● Records provided
= Beginning of Section =
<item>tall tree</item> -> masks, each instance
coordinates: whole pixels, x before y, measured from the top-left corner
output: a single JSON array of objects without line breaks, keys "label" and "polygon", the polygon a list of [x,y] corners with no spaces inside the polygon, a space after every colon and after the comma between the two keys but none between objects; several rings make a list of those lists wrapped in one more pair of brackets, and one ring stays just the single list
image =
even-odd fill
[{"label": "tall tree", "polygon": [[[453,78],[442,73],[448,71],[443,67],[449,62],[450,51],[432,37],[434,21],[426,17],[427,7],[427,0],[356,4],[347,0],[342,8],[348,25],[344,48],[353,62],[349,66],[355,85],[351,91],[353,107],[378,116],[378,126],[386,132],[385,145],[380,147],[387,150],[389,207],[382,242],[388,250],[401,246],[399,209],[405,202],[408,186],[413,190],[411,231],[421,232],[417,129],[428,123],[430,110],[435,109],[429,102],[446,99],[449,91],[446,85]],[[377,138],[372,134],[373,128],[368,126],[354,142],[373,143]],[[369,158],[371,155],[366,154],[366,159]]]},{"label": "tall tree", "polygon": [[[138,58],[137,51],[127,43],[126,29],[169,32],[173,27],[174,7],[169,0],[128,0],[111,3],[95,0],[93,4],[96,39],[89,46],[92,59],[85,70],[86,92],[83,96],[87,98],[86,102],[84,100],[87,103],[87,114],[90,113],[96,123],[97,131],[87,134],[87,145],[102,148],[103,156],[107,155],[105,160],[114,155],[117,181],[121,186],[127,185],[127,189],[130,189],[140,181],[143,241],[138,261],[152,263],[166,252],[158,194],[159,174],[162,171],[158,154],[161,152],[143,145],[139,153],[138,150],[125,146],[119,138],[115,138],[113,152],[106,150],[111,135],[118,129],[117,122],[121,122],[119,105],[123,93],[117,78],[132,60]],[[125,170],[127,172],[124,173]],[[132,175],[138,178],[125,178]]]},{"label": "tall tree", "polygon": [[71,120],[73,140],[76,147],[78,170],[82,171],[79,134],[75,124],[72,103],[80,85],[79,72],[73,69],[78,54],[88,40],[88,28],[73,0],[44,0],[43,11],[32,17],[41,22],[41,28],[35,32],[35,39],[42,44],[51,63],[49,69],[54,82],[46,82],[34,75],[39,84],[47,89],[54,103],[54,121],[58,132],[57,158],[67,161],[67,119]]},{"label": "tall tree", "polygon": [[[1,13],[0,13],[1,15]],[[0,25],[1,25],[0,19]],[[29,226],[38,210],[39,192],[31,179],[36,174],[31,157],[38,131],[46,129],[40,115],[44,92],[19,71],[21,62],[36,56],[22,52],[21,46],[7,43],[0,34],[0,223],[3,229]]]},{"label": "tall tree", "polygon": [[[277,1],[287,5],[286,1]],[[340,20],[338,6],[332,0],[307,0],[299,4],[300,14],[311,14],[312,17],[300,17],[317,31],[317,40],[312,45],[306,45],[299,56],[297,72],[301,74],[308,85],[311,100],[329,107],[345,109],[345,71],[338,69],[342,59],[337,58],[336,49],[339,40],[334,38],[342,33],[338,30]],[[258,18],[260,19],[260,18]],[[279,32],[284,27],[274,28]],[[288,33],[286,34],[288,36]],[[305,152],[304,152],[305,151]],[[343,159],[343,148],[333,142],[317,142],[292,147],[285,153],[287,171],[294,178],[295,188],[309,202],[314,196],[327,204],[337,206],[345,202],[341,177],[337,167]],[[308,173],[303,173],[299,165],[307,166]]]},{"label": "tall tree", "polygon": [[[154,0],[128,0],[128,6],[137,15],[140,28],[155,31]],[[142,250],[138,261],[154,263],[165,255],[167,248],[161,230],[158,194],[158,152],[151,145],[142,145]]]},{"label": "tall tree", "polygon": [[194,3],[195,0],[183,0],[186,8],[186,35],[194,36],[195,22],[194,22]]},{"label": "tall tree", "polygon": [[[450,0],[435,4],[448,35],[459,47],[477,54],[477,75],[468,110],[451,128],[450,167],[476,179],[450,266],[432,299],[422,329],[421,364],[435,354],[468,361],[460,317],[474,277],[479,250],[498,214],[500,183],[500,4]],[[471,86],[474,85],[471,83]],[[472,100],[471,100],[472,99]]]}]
= End of Section =
● Task
Everything in the listing above needs to be copied exactly.

● Answer space
<item>tall tree</item> -> masks, each instance
coordinates: whole pixels, x before y, measured from the top-left corner
output: a single JSON array of objects without line breaks, keys "label" and "polygon", the polygon a list of [x,y] corners with no spaces inside the polygon, a space after every colon and after the comma between the two keys but none between objects; several rings make a list of those lists wrapped in one more pair of brackets, and one ring stays just the single list
image =
even-odd fill
[{"label": "tall tree", "polygon": [[[453,78],[442,73],[448,71],[443,67],[449,62],[450,51],[432,37],[434,21],[426,17],[427,7],[427,0],[356,4],[347,0],[342,8],[348,25],[344,48],[353,62],[349,66],[355,85],[351,91],[353,107],[378,116],[378,126],[386,132],[385,145],[380,147],[387,150],[389,207],[382,242],[388,250],[401,246],[399,209],[405,202],[408,186],[413,190],[411,231],[421,232],[417,129],[428,123],[430,110],[435,109],[429,102],[446,99],[449,91],[446,85]],[[377,138],[372,134],[373,128],[368,126],[354,142],[373,143]],[[369,158],[371,155],[366,154],[366,159]]]},{"label": "tall tree", "polygon": [[[138,58],[137,51],[127,43],[126,29],[169,32],[173,27],[174,7],[169,0],[128,0],[111,3],[95,0],[93,4],[96,39],[89,46],[92,59],[85,70],[86,92],[83,96],[87,98],[86,102],[84,100],[87,103],[87,114],[90,113],[96,123],[97,131],[87,134],[87,145],[102,148],[103,156],[107,155],[105,160],[114,155],[117,181],[121,186],[127,185],[127,189],[130,189],[140,181],[143,241],[138,261],[152,263],[166,252],[158,194],[159,174],[162,171],[158,154],[161,152],[143,145],[139,153],[138,150],[125,146],[119,138],[115,138],[113,152],[106,150],[111,135],[118,129],[117,122],[121,122],[119,105],[123,93],[117,78],[132,60]],[[125,170],[127,172],[124,173]],[[132,175],[138,178],[125,178]]]},{"label": "tall tree", "polygon": [[71,120],[73,140],[76,147],[78,170],[82,171],[79,134],[75,124],[72,103],[80,85],[79,72],[73,69],[78,54],[88,40],[88,28],[73,0],[44,0],[43,11],[32,17],[41,22],[41,28],[35,32],[35,39],[42,44],[51,63],[49,69],[54,82],[46,82],[34,75],[39,84],[47,89],[54,103],[54,121],[58,132],[57,158],[67,161],[67,119]]},{"label": "tall tree", "polygon": [[[1,13],[0,13],[1,15]],[[0,25],[1,25],[0,19]],[[29,226],[38,210],[39,192],[31,179],[36,174],[31,157],[38,131],[46,129],[40,115],[44,92],[19,71],[21,62],[36,56],[22,52],[21,46],[7,43],[0,34],[0,223],[3,229]]]},{"label": "tall tree", "polygon": [[[277,1],[287,5],[286,1]],[[340,20],[338,6],[332,0],[307,0],[299,4],[300,14],[311,14],[312,17],[300,17],[317,31],[317,40],[312,45],[306,45],[299,56],[297,72],[301,74],[308,85],[311,100],[329,107],[345,109],[345,71],[338,69],[342,59],[337,58],[336,49],[339,40],[334,38],[342,33],[338,30]],[[258,18],[260,19],[260,18]],[[279,32],[284,27],[274,28]],[[288,33],[286,34],[288,36]],[[305,152],[304,152],[305,151]],[[343,159],[343,148],[333,142],[317,142],[292,147],[285,153],[287,171],[294,178],[295,188],[309,202],[314,196],[327,204],[337,206],[345,202],[341,177],[337,167]],[[308,173],[303,173],[299,165],[307,166]]]},{"label": "tall tree", "polygon": [[[154,0],[128,0],[128,6],[137,15],[140,28],[155,31]],[[142,250],[138,261],[154,263],[165,255],[167,248],[161,230],[158,194],[158,152],[151,145],[142,145]]]},{"label": "tall tree", "polygon": [[194,3],[195,0],[183,0],[186,8],[186,35],[194,36],[195,22],[194,22]]},{"label": "tall tree", "polygon": [[[450,0],[435,4],[448,35],[459,47],[477,54],[477,75],[468,110],[451,128],[450,167],[476,179],[450,266],[432,299],[422,329],[421,364],[435,354],[468,361],[460,317],[474,277],[479,250],[498,214],[500,183],[500,4]],[[471,86],[474,85],[471,83]],[[472,100],[471,100],[472,99]]]}]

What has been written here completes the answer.